• **Aim of the exercise**
Output the records precisely as they stand. Pictures are to be skipped.
···
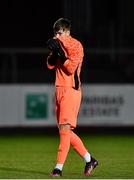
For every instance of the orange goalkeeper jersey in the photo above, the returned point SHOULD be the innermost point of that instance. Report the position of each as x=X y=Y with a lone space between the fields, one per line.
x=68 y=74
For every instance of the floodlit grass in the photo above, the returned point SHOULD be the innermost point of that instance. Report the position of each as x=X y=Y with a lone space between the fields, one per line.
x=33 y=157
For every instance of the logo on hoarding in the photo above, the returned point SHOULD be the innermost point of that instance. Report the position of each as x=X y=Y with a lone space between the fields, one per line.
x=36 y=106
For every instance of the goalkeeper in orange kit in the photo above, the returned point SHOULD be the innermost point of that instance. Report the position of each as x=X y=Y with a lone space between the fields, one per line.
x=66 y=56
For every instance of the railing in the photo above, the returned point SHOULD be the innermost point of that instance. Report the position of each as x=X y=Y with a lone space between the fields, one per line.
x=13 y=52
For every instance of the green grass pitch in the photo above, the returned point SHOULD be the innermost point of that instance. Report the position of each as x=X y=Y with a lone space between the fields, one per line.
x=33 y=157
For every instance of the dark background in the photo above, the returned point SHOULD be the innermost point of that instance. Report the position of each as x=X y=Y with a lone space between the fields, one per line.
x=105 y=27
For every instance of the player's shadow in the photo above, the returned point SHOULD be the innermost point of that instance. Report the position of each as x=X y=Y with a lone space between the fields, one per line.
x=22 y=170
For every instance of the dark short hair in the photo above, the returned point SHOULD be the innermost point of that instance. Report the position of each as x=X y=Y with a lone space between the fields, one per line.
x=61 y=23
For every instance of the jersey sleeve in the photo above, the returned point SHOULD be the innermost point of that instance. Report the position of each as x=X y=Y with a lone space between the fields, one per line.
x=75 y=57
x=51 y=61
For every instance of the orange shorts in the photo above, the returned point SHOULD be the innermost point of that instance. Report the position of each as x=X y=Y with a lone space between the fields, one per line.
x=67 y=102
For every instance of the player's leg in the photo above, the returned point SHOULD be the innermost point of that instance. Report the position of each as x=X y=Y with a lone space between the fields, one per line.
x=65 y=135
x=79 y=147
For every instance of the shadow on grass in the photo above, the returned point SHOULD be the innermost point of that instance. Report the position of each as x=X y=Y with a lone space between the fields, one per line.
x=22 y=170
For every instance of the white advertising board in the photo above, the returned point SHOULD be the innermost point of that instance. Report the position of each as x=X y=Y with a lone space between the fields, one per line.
···
• **Answer space**
For every instance of the orange goalkeeper jersey in the photo above, the returned point SHOULD be the innermost point of that instance. Report the position of each as x=X y=Y with a lone space between the fields, one per line.
x=68 y=74
For every instance of the floodlit grass in the photo above, the returned point SHOULD be the innermost point of that instance. Report the position of each as x=X y=Y with a lone space between the fields, one per line.
x=33 y=157
For every instance of the logo on hoarding in the photo above, the returned point SHOULD be the innermost point of that instance. Report the position of each as x=X y=Y with a lone space between the fields, one per line.
x=36 y=106
For every instance of the goalkeeper in orange kit in the photo above, the returned point SHOULD be the innermost point of that instance. Report the position of each as x=X y=Y with a lone space between the fields, one per line.
x=66 y=56
For every instance of the railing in the photo above, the returned point SHOULD be the innermost point of that instance. Report the position of each as x=X y=Y with a lone space between the fields, one per line.
x=13 y=52
For every instance of the green grass pitch in the photo above, the returned point SHOULD be the innermost point of that instance. Report the position of each as x=X y=Y with a lone space between the fields, one per line.
x=33 y=157
For every instance of the dark background in the photo above, the returned point SHOULD be the innermost point of that instance. Report the position of each as x=X y=Y with a lone space between the fields, one per line.
x=105 y=27
For every instance of the player's shadow in the photo above, the returned point SHOULD be the innermost point of that instance. Report the position of each as x=X y=Y with a lone space between the fields, one per line.
x=22 y=170
For every instance of the dark short hair in the photo above, the returned point SHOULD be the innermost point of that instance. Report the position of each as x=X y=Y with a lone space between the fields, one per line.
x=61 y=23
For every instance of the jersey sleeve in the photo above, the returned point SHOULD be the innermost point of that instance. Report the position of each as x=X y=Y with a lone space between the fields, one per line.
x=75 y=57
x=51 y=61
For every instance of the orange shorts in the photo above, the returned point SHOULD be the innermost point of that instance. Report the position of each as x=X y=Y with a lone space between the fields, one per line.
x=67 y=102
For every instance of the player's leg in the photo above, the returned point SHOULD be the innermost point of that instance. Report the position of each as x=X y=Y with a lone space between the fields, one per line.
x=65 y=135
x=79 y=147
For every instance of the shadow on grass in the photo above, the returned point SHOULD be the innermost point of that instance. Report the position of each as x=X y=Y with a lone space between the fields, one per line.
x=22 y=170
For every instance of the white advertising board in the photo above, the returned point SHOULD be the innermost point of that instance. Report the position of each as x=X y=Y with a lone space between the fields, one per line.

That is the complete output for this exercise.